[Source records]
⟨
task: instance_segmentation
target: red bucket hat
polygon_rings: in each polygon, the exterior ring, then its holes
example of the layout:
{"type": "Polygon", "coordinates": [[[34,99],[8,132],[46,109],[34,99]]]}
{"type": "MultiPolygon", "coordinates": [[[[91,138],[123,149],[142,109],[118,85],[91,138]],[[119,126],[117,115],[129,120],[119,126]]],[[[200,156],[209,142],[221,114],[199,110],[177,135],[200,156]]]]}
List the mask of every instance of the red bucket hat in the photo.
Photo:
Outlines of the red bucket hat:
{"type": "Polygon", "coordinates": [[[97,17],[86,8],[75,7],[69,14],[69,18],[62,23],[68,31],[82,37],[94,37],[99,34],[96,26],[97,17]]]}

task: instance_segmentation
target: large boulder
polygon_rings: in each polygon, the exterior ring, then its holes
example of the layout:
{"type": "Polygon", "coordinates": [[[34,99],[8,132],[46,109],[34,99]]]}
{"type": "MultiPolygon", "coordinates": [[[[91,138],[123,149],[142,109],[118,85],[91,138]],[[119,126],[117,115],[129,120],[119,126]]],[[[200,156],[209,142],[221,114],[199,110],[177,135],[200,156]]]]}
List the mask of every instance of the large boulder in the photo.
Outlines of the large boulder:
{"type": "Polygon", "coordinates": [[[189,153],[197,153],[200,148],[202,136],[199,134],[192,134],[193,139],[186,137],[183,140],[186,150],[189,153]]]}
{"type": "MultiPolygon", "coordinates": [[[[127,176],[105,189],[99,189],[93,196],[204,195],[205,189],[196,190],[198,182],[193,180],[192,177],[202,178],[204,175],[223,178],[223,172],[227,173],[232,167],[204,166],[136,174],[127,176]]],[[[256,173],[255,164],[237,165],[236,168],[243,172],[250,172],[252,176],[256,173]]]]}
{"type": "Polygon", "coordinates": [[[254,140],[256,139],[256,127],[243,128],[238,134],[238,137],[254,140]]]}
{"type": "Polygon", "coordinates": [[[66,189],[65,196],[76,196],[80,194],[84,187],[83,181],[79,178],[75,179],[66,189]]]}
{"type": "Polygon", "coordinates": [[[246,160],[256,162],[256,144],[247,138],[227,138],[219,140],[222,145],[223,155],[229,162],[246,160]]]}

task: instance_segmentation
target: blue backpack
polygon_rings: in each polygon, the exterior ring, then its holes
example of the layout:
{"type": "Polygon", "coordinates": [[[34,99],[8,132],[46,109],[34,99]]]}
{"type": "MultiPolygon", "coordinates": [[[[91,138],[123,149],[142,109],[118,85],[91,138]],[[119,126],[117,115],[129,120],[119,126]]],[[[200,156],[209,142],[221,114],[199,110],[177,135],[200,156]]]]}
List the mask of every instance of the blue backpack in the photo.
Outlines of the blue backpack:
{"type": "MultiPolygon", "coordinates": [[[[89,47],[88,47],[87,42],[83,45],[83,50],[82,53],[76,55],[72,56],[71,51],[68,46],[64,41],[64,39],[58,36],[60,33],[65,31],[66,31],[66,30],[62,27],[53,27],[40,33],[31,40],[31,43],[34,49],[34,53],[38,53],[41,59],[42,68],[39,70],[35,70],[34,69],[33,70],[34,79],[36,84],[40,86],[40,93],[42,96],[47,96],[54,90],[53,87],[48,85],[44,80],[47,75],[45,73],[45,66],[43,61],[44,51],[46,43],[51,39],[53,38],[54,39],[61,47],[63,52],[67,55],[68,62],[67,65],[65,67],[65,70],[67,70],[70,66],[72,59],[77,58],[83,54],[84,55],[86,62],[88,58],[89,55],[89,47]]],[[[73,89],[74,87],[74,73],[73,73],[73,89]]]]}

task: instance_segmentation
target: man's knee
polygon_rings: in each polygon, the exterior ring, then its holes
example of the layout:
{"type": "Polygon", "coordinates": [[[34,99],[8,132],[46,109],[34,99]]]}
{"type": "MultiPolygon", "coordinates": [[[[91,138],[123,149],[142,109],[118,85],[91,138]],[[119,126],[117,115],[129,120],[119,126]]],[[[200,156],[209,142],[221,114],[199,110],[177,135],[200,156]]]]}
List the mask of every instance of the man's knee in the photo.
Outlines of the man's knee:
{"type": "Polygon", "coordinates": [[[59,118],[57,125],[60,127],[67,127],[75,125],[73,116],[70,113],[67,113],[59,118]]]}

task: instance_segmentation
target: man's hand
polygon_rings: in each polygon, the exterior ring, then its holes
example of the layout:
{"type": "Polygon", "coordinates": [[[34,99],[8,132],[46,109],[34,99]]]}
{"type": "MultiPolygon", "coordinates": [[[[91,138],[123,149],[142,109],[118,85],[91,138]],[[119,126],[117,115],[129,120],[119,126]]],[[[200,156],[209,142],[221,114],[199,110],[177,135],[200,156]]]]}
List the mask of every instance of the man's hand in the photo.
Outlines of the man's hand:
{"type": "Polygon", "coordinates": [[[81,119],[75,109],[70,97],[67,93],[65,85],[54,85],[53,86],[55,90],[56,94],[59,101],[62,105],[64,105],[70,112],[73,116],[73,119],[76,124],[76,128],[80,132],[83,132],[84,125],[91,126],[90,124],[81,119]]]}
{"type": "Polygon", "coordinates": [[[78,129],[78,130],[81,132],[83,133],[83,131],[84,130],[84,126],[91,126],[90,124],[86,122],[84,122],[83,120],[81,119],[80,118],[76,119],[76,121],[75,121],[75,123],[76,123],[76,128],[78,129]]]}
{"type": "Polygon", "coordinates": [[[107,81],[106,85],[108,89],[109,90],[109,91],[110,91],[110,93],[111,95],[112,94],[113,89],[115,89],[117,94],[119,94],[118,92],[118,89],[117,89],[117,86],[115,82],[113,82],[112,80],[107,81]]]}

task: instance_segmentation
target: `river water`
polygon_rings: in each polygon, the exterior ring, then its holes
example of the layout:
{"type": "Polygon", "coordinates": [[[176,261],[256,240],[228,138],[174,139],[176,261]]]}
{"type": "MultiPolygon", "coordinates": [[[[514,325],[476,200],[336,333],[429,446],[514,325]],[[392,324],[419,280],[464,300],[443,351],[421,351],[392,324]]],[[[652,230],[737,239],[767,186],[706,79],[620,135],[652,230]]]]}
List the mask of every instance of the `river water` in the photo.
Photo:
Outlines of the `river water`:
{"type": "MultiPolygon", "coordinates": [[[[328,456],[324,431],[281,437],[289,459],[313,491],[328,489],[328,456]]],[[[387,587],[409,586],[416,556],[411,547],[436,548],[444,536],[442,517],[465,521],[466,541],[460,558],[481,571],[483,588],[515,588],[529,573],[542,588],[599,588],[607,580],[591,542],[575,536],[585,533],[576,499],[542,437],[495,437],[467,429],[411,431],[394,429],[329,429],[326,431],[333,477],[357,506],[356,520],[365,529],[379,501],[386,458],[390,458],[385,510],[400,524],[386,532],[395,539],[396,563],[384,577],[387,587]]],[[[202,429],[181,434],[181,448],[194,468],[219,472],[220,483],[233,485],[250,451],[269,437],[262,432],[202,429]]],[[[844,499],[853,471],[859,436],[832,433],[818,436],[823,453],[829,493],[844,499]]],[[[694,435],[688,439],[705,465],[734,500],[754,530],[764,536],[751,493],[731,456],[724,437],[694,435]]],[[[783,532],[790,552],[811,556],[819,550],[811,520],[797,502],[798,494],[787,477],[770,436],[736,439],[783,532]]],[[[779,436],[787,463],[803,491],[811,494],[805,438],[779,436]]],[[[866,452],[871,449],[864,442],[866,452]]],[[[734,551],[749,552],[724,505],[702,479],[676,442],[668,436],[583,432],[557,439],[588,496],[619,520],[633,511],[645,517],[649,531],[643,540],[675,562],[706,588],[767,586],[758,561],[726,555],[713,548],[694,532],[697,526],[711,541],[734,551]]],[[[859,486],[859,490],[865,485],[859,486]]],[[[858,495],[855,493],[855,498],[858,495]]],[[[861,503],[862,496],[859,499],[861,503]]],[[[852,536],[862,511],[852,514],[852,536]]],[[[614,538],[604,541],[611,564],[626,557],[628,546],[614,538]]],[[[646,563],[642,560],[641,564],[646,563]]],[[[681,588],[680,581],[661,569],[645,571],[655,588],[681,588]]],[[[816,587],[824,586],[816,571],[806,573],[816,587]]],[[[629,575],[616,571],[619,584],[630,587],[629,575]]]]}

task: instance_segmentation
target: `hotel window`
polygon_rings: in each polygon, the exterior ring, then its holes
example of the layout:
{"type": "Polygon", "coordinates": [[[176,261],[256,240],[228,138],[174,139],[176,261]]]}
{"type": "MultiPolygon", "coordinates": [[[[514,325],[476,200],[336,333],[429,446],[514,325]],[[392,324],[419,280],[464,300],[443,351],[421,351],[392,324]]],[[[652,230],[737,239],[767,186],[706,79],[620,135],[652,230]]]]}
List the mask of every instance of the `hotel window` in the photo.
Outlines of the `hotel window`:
⟩
Find each line in the records that contains the word "List", matching its case exactly, and copy every such line in full.

List the mask of every instance of the red bucket hat in the photo.
List the mask of every instance of the large boulder in the photo.
List the mask of every instance of the blue backpack in the photo.
List the mask of every instance of the man's knee in the photo.
List the mask of every instance of the man's hand in the photo.
List the mask of every instance of the `river water` in the photo.
List the mask of every instance of the `hotel window` in the photo.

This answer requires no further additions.